### Passage shown ###
The other important aspect of the EPR is the required element: Address. Because EPRs have this Address field, the field could contain a URL that is radically different from the URL of the original request. For example, the createWidget() call's URL could end with .../createWidgetService, while the subsequent service calls' URL could be .../WidgetService. Regardless of the specific values, the point is that the receiver of this EPR doesn't need to know anything about how to interpret the data; it just needs to know that the Address field is the URL that it should use for future messages, and that all of the reference properties should be SOAP headers on those messages. So, the SOAP envelope of future requests to this EPR would take the form shown in Listing 4.

Listing 4. SOAP envelope for requests to our sample EPR
  <soap:Envelope...>
    <soap:Header>
      <wsa:To> http://host/WidgetService </wsa:To>
      <widget:resourceID>123</widget:resourceID>
    </soap:Header>
    <soap:Body>
      ...
    </soap:Body>
  </soap:Envelope>

This envelope will be sent to http://host/WidgetService (I'll talk about the wsa:To header in a moment). Now, all of the information that the WidgetService needs to successfully process this SOAP message is available inside of the envelope, and nothing is transport-specific -- and, most importantly, the client-side application is totally unaware of the extra information that the message's receiver needs (such as the reference properties) to successfully process the message. All the client-side infrastructure needs to know is how, in a generic sense, to handle EPRs.
### Stored rows ###
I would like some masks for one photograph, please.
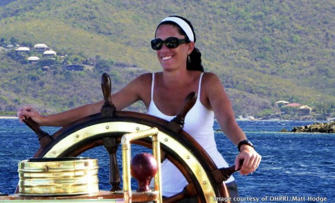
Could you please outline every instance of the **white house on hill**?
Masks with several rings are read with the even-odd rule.
[[[26,51],[29,51],[30,50],[30,49],[25,47],[19,47],[18,48],[15,50],[15,51],[16,51],[18,52],[24,52]]]
[[[44,44],[36,44],[34,47],[39,52],[43,52],[45,50],[49,50],[49,47]]]
[[[43,52],[43,55],[45,56],[55,56],[57,55],[57,53],[53,50],[47,50]]]

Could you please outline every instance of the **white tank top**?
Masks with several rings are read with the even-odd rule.
[[[204,73],[199,79],[197,98],[195,104],[185,117],[183,129],[192,136],[205,149],[218,168],[228,167],[227,162],[216,149],[213,126],[214,122],[214,112],[206,108],[200,101],[201,81]],[[152,74],[151,83],[151,100],[148,108],[148,114],[168,121],[176,116],[168,116],[157,108],[153,100],[155,74]],[[187,181],[179,170],[168,160],[162,163],[162,185],[163,195],[170,196],[182,191]],[[234,180],[230,177],[225,182]]]

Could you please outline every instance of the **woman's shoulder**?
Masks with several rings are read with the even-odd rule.
[[[215,74],[210,72],[204,73],[202,82],[213,85],[216,85],[217,83],[221,83],[219,77]]]

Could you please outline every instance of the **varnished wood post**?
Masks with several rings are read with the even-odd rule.
[[[111,191],[122,190],[120,187],[120,171],[116,159],[116,151],[119,144],[116,143],[115,138],[104,138],[104,146],[109,154],[109,183],[112,185]]]
[[[104,105],[101,108],[101,115],[103,117],[114,116],[116,108],[111,100],[112,90],[111,79],[106,73],[104,73],[101,77],[101,87],[105,100]]]

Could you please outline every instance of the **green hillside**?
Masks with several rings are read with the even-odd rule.
[[[0,43],[30,49],[45,44],[59,63],[43,71],[41,64],[14,55],[13,48],[0,49],[0,112],[26,104],[55,112],[101,99],[104,71],[112,76],[113,91],[139,74],[159,71],[150,41],[163,18],[179,15],[192,22],[205,69],[220,78],[237,114],[255,115],[279,100],[333,113],[333,1],[120,2],[0,4]],[[80,63],[83,71],[59,68]]]

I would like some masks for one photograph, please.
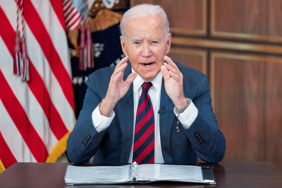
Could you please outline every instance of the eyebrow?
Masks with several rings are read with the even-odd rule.
[[[136,39],[136,38],[133,38],[131,40],[132,40],[132,41],[133,42],[137,42],[137,41],[139,41],[140,40],[140,39]]]
[[[133,38],[132,39],[131,39],[131,40],[132,40],[132,42],[137,42],[138,41],[140,41],[140,40],[142,40],[141,39],[137,39],[137,38]],[[154,38],[154,39],[150,39],[150,41],[158,41],[158,40],[160,40],[160,38]]]

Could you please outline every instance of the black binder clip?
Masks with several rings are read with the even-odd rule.
[[[162,107],[162,111],[158,111],[158,113],[159,114],[163,114],[164,113],[164,110],[163,106]]]

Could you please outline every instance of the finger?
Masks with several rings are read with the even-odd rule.
[[[162,76],[164,77],[164,79],[165,81],[166,81],[170,78],[170,76],[168,74],[168,69],[164,65],[162,65],[160,67],[160,70],[162,71]]]
[[[117,68],[116,67],[116,68],[114,69],[114,72],[113,74],[113,75],[114,76],[120,72],[123,72],[124,71],[124,69],[125,69],[125,67],[127,66],[127,63],[125,63]]]
[[[125,83],[129,86],[137,76],[137,74],[135,72],[132,72],[127,76],[127,78],[125,81]]]
[[[128,60],[128,56],[125,56],[125,57],[123,58],[121,60],[120,60],[118,63],[116,65],[116,68],[117,68],[118,67],[120,67],[121,65],[122,65],[124,64],[124,63],[126,63],[127,62],[127,60]]]
[[[168,63],[165,62],[164,63],[164,65],[165,67],[167,68],[169,70],[171,71],[175,74],[177,74],[177,70],[168,64]]]
[[[171,71],[168,71],[168,74],[171,77],[173,78],[175,81],[177,83],[179,83],[181,81],[181,79],[180,77],[177,74],[175,74]]]
[[[122,73],[121,72],[118,73],[116,75],[113,77],[113,83],[114,84],[116,84],[120,79],[120,78],[122,79]]]
[[[174,62],[171,60],[171,59],[170,57],[168,57],[167,56],[164,56],[164,60],[166,60],[166,61],[168,63],[169,65],[173,67],[173,68],[178,71],[179,70],[178,67],[176,65],[176,64],[174,63]]]

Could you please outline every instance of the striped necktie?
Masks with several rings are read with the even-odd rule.
[[[152,85],[151,82],[142,85],[142,93],[137,108],[132,162],[137,163],[155,162],[155,118],[153,106],[148,94]]]

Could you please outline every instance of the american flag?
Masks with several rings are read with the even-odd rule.
[[[64,16],[67,29],[77,29],[80,23],[80,14],[70,0],[65,0],[63,3]]]
[[[17,3],[0,1],[0,172],[16,162],[55,162],[76,121],[62,1],[23,5],[28,82],[13,74]]]

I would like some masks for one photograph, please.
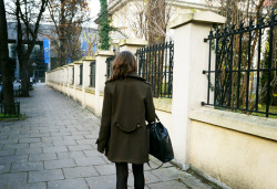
###
_What is being asked:_
Write out the entire EPR passage word for word, keeping every line of its code listing as it appears. Work only from the EPR passage and leave the data aside.

_Answer to this task:_
The other important aspect of the EPR is the required element: Address. Because EPRs have this Address field, the field could contain a URL that is radically different from the URL of the original request. For example, the createWidget() call's URL could end with .../createWidgetService, while the subsequent service calls' URL could be .../WidgetService. Regardless of the specific values, the point is that the receiver of this EPR doesn't need to know anything about how to interpret the data; it just needs to know that the Address field is the URL that it should use for future messages, and that all of the reference properties should be SOAP headers on those messages. So, the SOAP envelope of future requests to this EPR would take the form shown in Listing 4.

Listing 4. SOAP envelope for requests to our sample EPR
  <soap:Envelope...>
    <soap:Header>
      <wsa:To> http://host/WidgetService </wsa:To>
      <widget:resourceID>123</widget:resourceID>
    </soap:Header>
    <soap:Body>
      ...
    </soap:Body>
  </soap:Envelope>

This envelope will be sent to http://host/WidgetService (I'll talk about the wsa:To header in a moment). Now, all of the information that the WidgetService needs to successfully process this SOAP message is available inside of the envelope, and nothing is transport-specific -- and, most importantly, the client-side application is totally unaware of the extra information that the message's receiver needs (such as the reference properties) to successfully process the message. All the client-side infrastructure needs to know is how, in a generic sense, to handle EPRs.